Start of Provided records

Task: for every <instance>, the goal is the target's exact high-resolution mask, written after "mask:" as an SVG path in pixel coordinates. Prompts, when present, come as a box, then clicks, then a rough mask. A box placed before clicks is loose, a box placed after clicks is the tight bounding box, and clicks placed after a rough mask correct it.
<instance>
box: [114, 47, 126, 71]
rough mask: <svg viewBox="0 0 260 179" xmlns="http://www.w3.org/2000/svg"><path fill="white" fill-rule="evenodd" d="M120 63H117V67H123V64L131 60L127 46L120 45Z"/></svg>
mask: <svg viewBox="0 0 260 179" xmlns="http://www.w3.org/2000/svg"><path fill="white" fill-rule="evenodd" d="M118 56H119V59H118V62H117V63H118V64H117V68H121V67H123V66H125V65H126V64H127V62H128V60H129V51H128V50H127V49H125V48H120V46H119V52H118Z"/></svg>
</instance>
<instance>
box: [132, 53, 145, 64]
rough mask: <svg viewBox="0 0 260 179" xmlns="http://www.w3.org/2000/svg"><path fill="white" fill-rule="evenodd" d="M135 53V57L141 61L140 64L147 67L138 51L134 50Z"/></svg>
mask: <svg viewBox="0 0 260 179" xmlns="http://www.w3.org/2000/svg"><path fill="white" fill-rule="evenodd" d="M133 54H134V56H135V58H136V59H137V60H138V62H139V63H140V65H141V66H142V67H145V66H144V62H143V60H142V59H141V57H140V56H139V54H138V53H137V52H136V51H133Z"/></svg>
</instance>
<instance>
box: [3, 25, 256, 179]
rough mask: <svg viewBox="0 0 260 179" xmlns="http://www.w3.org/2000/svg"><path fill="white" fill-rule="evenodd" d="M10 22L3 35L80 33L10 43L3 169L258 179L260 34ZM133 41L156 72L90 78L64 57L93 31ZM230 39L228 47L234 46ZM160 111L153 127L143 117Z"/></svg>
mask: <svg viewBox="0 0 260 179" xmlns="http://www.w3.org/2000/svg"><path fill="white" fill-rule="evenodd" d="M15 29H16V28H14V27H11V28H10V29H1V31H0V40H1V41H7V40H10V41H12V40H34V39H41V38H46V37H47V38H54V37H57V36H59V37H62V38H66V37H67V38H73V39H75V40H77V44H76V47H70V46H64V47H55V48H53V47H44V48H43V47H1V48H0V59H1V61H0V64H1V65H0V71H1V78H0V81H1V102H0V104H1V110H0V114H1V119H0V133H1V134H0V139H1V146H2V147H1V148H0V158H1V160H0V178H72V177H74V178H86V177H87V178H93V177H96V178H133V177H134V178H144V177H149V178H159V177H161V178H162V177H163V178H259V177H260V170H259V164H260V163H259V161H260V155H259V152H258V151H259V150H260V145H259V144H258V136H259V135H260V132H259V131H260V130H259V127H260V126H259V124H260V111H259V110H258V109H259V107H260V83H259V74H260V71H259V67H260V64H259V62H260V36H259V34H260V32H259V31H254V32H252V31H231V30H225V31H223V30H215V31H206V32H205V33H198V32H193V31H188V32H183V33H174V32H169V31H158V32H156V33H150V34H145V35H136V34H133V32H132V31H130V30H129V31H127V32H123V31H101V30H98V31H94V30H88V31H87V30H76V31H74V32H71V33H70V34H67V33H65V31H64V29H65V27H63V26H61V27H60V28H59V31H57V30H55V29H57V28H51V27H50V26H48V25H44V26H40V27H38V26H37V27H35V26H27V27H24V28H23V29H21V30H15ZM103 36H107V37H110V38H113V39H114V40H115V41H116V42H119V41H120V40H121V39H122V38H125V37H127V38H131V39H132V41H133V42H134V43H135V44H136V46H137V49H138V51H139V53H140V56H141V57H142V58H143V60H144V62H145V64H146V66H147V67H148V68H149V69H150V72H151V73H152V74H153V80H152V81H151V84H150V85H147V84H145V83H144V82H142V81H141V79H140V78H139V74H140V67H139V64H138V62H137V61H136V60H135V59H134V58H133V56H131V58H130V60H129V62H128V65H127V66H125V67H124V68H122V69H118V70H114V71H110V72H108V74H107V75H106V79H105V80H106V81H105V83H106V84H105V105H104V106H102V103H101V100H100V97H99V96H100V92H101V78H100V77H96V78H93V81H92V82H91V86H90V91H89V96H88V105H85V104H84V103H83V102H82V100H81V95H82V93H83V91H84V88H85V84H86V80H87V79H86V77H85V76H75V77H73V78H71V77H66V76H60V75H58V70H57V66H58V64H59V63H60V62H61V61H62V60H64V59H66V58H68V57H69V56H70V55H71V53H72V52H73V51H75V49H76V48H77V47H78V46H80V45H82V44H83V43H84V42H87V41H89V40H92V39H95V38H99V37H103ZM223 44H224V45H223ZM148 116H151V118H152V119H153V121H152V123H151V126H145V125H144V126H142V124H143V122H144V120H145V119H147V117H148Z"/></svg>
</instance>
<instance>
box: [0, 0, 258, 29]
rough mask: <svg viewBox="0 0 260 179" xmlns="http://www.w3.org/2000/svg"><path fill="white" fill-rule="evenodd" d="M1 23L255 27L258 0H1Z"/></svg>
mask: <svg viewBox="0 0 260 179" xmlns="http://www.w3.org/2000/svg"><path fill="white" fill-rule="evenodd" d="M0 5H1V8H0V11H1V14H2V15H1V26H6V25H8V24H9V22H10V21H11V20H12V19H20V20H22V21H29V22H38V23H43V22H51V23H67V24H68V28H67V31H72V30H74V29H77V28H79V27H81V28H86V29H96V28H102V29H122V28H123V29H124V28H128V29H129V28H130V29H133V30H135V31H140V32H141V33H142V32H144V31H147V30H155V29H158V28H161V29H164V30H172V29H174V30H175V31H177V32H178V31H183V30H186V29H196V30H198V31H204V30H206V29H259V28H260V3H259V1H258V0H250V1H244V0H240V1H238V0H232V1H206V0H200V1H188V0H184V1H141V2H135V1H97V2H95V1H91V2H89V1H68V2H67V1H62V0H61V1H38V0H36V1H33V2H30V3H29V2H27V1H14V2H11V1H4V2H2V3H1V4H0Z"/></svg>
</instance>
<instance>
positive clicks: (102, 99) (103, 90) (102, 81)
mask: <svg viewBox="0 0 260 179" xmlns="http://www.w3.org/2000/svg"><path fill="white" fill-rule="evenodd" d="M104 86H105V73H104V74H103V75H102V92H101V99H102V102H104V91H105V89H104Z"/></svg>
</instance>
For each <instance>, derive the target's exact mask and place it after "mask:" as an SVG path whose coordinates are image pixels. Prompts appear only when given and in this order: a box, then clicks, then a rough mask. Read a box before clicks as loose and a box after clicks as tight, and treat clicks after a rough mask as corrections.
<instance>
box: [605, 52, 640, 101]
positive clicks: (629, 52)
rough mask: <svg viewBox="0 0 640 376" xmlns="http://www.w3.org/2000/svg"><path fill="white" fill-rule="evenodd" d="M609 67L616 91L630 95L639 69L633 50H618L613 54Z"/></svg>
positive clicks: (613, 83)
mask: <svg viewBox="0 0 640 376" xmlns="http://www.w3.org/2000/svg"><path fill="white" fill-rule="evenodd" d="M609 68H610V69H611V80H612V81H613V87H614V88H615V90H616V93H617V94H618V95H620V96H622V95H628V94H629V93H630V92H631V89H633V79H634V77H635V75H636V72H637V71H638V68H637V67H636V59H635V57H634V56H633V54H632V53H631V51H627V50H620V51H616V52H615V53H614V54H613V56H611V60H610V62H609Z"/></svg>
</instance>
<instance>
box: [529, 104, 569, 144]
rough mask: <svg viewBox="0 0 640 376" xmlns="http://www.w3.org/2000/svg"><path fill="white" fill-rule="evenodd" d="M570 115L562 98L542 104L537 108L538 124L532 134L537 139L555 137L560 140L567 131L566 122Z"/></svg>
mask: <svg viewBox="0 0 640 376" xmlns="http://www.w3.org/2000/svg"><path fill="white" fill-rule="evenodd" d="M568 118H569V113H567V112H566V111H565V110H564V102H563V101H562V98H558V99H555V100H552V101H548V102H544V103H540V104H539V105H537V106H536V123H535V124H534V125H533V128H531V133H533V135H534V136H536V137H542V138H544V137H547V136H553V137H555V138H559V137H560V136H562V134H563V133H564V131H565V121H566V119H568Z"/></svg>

End of Provided records
Start of Provided records

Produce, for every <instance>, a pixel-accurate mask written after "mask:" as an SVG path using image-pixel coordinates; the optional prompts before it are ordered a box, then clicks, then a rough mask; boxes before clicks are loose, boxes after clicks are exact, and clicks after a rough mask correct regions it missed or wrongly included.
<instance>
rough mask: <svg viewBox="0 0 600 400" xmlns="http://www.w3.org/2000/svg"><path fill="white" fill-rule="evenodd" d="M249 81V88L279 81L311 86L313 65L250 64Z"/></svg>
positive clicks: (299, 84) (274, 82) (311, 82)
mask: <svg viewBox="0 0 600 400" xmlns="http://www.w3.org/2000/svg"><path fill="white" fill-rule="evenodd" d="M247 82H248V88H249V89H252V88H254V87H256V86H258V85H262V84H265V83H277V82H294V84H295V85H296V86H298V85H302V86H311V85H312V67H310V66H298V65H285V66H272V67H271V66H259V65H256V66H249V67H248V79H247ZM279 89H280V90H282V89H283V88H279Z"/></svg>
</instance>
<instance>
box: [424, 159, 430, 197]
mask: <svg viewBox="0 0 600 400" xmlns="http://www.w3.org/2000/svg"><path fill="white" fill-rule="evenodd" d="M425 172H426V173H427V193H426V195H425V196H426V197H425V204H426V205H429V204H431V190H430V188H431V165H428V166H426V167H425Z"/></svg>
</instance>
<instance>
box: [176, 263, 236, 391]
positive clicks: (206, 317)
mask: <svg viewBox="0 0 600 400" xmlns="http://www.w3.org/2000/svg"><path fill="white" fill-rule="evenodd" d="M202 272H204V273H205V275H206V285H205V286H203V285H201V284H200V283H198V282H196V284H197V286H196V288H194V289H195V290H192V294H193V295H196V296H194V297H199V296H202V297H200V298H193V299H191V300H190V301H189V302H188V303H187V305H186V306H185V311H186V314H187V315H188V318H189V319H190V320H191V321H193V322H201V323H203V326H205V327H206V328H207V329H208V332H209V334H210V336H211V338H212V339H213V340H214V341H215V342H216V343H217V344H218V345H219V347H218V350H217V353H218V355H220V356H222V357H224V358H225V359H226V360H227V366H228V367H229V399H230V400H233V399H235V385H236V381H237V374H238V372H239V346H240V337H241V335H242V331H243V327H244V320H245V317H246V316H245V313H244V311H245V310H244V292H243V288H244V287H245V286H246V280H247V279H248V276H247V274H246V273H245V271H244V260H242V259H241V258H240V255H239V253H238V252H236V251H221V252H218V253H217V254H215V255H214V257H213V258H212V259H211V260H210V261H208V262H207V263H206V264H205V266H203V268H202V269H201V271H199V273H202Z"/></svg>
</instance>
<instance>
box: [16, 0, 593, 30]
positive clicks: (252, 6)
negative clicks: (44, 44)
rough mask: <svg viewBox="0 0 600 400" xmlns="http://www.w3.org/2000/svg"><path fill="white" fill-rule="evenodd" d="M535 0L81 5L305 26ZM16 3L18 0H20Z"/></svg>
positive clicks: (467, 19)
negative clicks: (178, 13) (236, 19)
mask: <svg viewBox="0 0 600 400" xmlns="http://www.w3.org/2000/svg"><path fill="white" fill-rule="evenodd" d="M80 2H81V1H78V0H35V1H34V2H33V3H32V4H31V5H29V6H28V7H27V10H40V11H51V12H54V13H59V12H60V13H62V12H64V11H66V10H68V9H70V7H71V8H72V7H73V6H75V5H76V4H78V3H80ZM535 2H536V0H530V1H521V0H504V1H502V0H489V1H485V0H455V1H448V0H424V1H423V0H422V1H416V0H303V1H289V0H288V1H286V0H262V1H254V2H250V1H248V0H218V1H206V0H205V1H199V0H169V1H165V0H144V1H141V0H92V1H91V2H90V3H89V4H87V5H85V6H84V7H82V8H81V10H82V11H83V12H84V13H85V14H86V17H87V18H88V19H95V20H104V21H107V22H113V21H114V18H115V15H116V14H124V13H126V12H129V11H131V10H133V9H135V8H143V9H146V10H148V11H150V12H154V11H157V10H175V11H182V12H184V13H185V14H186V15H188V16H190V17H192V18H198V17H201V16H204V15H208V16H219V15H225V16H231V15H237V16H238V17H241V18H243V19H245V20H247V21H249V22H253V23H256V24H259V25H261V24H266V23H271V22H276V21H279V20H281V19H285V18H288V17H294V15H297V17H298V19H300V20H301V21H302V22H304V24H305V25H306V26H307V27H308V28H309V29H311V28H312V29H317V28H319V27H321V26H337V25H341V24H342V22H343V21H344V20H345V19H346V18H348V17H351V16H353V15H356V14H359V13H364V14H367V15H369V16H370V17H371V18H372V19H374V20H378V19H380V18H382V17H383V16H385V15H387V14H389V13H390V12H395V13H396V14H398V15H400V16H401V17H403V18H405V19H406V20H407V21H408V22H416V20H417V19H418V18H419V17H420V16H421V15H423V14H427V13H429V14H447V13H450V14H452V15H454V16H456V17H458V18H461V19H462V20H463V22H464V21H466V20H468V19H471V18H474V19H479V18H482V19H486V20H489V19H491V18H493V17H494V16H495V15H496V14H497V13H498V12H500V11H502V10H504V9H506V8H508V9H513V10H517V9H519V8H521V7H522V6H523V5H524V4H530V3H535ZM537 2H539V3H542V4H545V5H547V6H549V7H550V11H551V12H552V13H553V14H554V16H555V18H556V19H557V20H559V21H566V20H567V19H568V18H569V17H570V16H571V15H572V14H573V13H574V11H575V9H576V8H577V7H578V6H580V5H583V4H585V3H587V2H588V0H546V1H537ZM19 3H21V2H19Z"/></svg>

End of Provided records

• **Directive**
Copy out the lines starting at the one containing "Task: for every" and ending at the one containing "63H117V67H123V64L131 60L127 46L120", both included, character for character.

• **Solution to the exercise**
Task: for every <instance>, the goal is the target's exact high-resolution mask, written after "mask:" as an SVG path in pixel coordinates. Prompts, when present, come as a box, then clicks, then a rough mask. A box placed before clicks is loose, a box placed after clicks is the tight bounding box, and clicks placed after a rough mask correct it.
<instance>
box: [114, 47, 126, 71]
rough mask: <svg viewBox="0 0 260 179" xmlns="http://www.w3.org/2000/svg"><path fill="white" fill-rule="evenodd" d="M120 63H117V67H123V64L131 60L127 46L120 45Z"/></svg>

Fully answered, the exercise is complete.